=== Materials provided ===
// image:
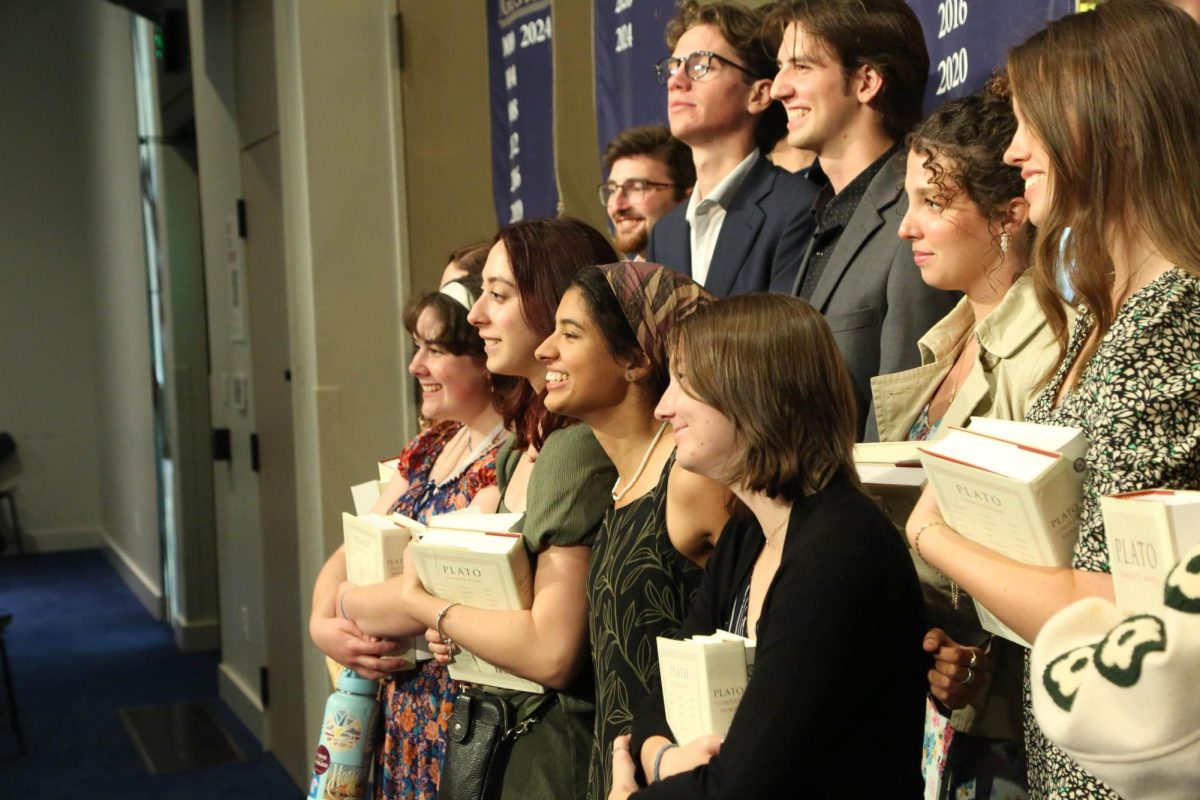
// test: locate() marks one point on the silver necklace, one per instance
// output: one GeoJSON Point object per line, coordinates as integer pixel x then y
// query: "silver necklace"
{"type": "Point", "coordinates": [646, 457]}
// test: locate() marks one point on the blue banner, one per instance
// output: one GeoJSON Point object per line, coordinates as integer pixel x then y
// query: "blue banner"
{"type": "Point", "coordinates": [521, 73]}
{"type": "Point", "coordinates": [966, 40]}
{"type": "Point", "coordinates": [629, 41]}
{"type": "Point", "coordinates": [969, 38]}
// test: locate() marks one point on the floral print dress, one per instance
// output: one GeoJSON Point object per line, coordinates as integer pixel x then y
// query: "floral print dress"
{"type": "Point", "coordinates": [1138, 401]}
{"type": "Point", "coordinates": [639, 589]}
{"type": "Point", "coordinates": [418, 703]}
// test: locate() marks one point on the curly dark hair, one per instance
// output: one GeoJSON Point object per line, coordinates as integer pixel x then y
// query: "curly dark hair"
{"type": "Point", "coordinates": [744, 30]}
{"type": "Point", "coordinates": [964, 143]}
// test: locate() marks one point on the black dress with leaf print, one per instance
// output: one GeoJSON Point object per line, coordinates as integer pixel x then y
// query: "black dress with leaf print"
{"type": "Point", "coordinates": [639, 587]}
{"type": "Point", "coordinates": [1138, 401]}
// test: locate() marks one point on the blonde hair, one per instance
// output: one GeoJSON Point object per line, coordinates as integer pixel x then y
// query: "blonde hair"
{"type": "Point", "coordinates": [769, 364]}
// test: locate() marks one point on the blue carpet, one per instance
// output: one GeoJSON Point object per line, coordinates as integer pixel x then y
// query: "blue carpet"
{"type": "Point", "coordinates": [82, 647]}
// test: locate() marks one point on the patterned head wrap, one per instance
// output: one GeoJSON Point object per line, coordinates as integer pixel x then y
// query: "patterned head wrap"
{"type": "Point", "coordinates": [654, 298]}
{"type": "Point", "coordinates": [459, 292]}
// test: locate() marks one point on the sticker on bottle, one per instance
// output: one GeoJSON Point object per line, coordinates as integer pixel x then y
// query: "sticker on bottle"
{"type": "Point", "coordinates": [342, 731]}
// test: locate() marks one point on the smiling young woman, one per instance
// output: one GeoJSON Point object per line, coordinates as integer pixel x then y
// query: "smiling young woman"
{"type": "Point", "coordinates": [607, 366]}
{"type": "Point", "coordinates": [441, 470]}
{"type": "Point", "coordinates": [967, 224]}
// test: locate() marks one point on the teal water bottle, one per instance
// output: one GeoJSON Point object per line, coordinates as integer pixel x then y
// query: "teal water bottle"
{"type": "Point", "coordinates": [342, 765]}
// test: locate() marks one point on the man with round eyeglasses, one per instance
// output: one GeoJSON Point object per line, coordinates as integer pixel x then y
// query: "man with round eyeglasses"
{"type": "Point", "coordinates": [649, 174]}
{"type": "Point", "coordinates": [718, 79]}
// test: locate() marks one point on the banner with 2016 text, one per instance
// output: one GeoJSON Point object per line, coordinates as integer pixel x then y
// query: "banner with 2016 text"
{"type": "Point", "coordinates": [966, 41]}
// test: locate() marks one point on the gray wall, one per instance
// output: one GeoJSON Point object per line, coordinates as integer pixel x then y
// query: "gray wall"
{"type": "Point", "coordinates": [75, 376]}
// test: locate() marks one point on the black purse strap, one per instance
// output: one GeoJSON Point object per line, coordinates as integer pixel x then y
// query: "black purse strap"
{"type": "Point", "coordinates": [534, 717]}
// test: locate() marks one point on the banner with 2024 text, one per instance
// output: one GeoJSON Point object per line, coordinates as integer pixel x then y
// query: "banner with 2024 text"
{"type": "Point", "coordinates": [521, 80]}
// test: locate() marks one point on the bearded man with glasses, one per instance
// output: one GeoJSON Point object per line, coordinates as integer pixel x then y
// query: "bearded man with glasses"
{"type": "Point", "coordinates": [718, 79]}
{"type": "Point", "coordinates": [649, 174]}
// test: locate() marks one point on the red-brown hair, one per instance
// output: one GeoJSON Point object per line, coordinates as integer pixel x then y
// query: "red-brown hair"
{"type": "Point", "coordinates": [545, 254]}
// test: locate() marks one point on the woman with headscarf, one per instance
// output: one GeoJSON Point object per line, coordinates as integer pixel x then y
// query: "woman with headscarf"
{"type": "Point", "coordinates": [606, 365]}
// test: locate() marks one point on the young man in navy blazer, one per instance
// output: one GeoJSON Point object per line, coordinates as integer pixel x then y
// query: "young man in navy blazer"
{"type": "Point", "coordinates": [718, 79]}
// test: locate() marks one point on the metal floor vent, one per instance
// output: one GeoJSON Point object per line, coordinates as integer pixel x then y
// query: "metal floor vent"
{"type": "Point", "coordinates": [179, 737]}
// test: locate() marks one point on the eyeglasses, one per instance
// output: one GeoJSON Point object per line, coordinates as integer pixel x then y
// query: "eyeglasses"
{"type": "Point", "coordinates": [696, 65]}
{"type": "Point", "coordinates": [635, 190]}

=== The problem ===
What is needed is a word-for-word copy of the records above, excluding pictures.

=== Solution below ===
// image:
// test: locate() marks one point on the silver necklace, one per instance
// output: one GeoJSON Point object per line, coordinates as integer pixel x then y
// query: "silver necklace"
{"type": "Point", "coordinates": [646, 457]}
// test: locate() marks one point on the blue banner, one per instance
// output: one GeoJSON Point object per line, coordinates as integer pixel x then y
// query: "blue banner"
{"type": "Point", "coordinates": [521, 73]}
{"type": "Point", "coordinates": [966, 40]}
{"type": "Point", "coordinates": [629, 41]}
{"type": "Point", "coordinates": [969, 38]}
// test: locate() marks one point on the floral print dress, one per instance
// output: one GeoJSON Point object per line, coordinates as integer pixel x then y
// query: "floral print dress"
{"type": "Point", "coordinates": [1138, 401]}
{"type": "Point", "coordinates": [639, 589]}
{"type": "Point", "coordinates": [418, 703]}
// test: locate() marks one point on the curly dark hair, one per instance
// output: one GeoJSON Point object per line, coordinates as integer pixel x then y
// query: "curly dark hair"
{"type": "Point", "coordinates": [744, 30]}
{"type": "Point", "coordinates": [964, 143]}
// test: locate() marks one point on the black dress with leaf print, one per instance
// output: one GeoJSON Point object per line, coordinates as integer pixel x then y
// query: "black dress with leaf print"
{"type": "Point", "coordinates": [639, 587]}
{"type": "Point", "coordinates": [1138, 401]}
// test: locate() marks one point on the blonde hair, one per instance
// output: one GeoJSON Point object per line, coordinates as integer pixel x then y
// query: "blonde hair"
{"type": "Point", "coordinates": [769, 364]}
// test: locate() marks one point on the blue carpet, one per instance
// output: one GeoJSON Point object per line, coordinates as integer pixel x then y
// query: "blue carpet"
{"type": "Point", "coordinates": [82, 647]}
// test: locate() marks one point on the patterned head wrap, one per instance
// output: one GeoJSON Point object per line, coordinates as integer pixel x then y
// query: "patterned head wrap"
{"type": "Point", "coordinates": [654, 298]}
{"type": "Point", "coordinates": [459, 292]}
// test: locate() marks one point on the sticker on bottle, one per instance
// output: one GeoJSON Point object per line, coordinates as integer pixel x then y
// query: "sticker on bottle"
{"type": "Point", "coordinates": [342, 731]}
// test: locate() marks one point on the smiling young woman, one per instance
// output: one GeoJSON Point object per line, coordinates as integer pixel x then y
// query: "smiling young woman"
{"type": "Point", "coordinates": [607, 366]}
{"type": "Point", "coordinates": [441, 470]}
{"type": "Point", "coordinates": [967, 224]}
// test: locate() marks one point on the teal water bottle, one per instance
// output: one GeoJSON Point object per line, coordinates as integer pixel x then y
// query: "teal water bottle"
{"type": "Point", "coordinates": [342, 765]}
// test: locate() marks one point on the man with round eyeglasses, one per instance
// output: one GeoJSON Point object per line, coordinates as integer pixel x then y
// query: "man with round eyeglasses"
{"type": "Point", "coordinates": [649, 174]}
{"type": "Point", "coordinates": [718, 79]}
// test: locate() marks one point on the banner with 2016 text, one per instance
// output: one GeoJSON Point object per line, coordinates as integer pixel x then y
// query: "banner with 2016 text"
{"type": "Point", "coordinates": [966, 41]}
// test: locate() marks one point on the gray wall, one per instance
// output: one GeoJSON Point object per line, coordinates as integer pixel x then y
// query: "gray wall"
{"type": "Point", "coordinates": [75, 376]}
// test: locate() marks one point on the black purse strap, one per instance
// output: one GeoJSON Point object per line, coordinates as integer pixel x then y
// query: "black purse strap"
{"type": "Point", "coordinates": [534, 717]}
// test: locate() marks one point on the banner with 2024 text, one per instance
// output: one GeoJSON Point object per line, coordinates as integer pixel x then y
// query: "banner with 2024 text"
{"type": "Point", "coordinates": [521, 80]}
// test: locate() marks one point on the bearded man with glasses, one per instance
// output: one GeoJSON Point object per line, coordinates as integer pixel x then y
// query: "bearded man with glasses"
{"type": "Point", "coordinates": [718, 79]}
{"type": "Point", "coordinates": [649, 174]}
// test: locate() marks one point on the red-brown hair, one per instance
// output: one GeoJSON Point object per line, coordinates as integer pixel x then y
// query: "red-brown hair"
{"type": "Point", "coordinates": [545, 254]}
// test: locate() marks one point on the woman with headscarf, one per instance
// output: one GeoJSON Point object per line, coordinates as integer pixel x then y
// query: "woman with headscarf"
{"type": "Point", "coordinates": [606, 365]}
// test: locate() marks one point on the young man in navy blazer, one per instance
// output: one GeoJSON Point object per line, coordinates as integer pixel x then y
// query: "young man in navy blazer"
{"type": "Point", "coordinates": [718, 79]}
// test: locate() marks one point on the metal floor vent, one per instance
// output: one GeoJSON Point object per line, coordinates as integer pixel x then y
// query: "metal floor vent"
{"type": "Point", "coordinates": [179, 737]}
// test: locate() marks one point on the eyeglasses, one per instance
// output: one GeoJSON Point object per line, coordinates as integer pixel x then y
// query: "eyeglasses"
{"type": "Point", "coordinates": [696, 65]}
{"type": "Point", "coordinates": [635, 190]}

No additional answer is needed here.